* **What is being asked**: In which lines of the data does the string "target" appear? Copy every one.
-*-
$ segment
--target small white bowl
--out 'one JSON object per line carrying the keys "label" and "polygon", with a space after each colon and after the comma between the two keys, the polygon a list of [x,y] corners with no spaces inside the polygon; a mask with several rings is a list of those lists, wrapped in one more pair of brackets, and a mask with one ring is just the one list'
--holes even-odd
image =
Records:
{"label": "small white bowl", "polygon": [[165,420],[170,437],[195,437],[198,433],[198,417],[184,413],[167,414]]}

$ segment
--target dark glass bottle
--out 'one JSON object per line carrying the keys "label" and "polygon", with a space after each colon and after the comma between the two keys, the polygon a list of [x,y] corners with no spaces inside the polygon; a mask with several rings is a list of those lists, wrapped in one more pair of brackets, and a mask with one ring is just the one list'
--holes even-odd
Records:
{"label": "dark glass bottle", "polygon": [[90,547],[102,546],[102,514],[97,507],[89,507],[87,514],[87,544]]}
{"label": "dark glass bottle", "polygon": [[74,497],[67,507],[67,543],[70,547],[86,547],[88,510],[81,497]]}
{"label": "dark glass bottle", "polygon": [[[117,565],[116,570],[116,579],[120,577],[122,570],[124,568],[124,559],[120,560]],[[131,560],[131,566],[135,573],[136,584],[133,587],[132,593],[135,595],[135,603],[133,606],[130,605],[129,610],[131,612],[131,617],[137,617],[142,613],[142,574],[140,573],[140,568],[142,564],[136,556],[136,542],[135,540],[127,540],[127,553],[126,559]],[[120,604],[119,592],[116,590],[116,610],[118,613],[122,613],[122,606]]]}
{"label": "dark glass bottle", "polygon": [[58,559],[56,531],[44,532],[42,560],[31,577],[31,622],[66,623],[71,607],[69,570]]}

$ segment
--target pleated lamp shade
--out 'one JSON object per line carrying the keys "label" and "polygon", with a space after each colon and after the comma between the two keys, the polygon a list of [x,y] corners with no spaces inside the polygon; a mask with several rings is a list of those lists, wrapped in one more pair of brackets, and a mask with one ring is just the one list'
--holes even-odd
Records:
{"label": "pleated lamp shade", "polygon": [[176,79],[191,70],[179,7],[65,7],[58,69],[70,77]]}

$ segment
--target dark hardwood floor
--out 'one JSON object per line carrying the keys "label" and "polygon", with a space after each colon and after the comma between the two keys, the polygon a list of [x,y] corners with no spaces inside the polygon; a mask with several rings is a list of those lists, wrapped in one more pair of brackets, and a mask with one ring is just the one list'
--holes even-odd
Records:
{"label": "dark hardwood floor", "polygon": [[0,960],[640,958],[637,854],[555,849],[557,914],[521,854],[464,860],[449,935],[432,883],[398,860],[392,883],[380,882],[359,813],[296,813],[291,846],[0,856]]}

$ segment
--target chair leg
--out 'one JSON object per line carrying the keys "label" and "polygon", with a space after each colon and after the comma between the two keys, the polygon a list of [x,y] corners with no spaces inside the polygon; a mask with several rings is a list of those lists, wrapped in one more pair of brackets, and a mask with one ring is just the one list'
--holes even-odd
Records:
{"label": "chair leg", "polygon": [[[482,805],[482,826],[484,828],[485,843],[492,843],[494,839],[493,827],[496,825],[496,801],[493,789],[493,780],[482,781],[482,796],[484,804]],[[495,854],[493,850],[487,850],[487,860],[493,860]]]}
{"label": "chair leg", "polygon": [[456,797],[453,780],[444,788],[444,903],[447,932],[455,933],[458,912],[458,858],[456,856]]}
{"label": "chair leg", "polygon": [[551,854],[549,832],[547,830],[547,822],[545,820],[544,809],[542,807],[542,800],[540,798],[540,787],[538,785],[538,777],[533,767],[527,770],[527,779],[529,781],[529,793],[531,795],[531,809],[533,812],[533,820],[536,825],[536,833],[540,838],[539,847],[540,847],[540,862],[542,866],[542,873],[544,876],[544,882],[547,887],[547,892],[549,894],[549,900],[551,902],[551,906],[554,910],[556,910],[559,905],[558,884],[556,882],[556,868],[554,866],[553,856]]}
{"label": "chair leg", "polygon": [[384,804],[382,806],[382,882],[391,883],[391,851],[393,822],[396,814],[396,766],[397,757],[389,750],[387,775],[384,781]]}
-*-
* **Output for this task**:
--target small white bowl
--target dark glass bottle
--target pleated lamp shade
--target dark hardwood floor
--target chair leg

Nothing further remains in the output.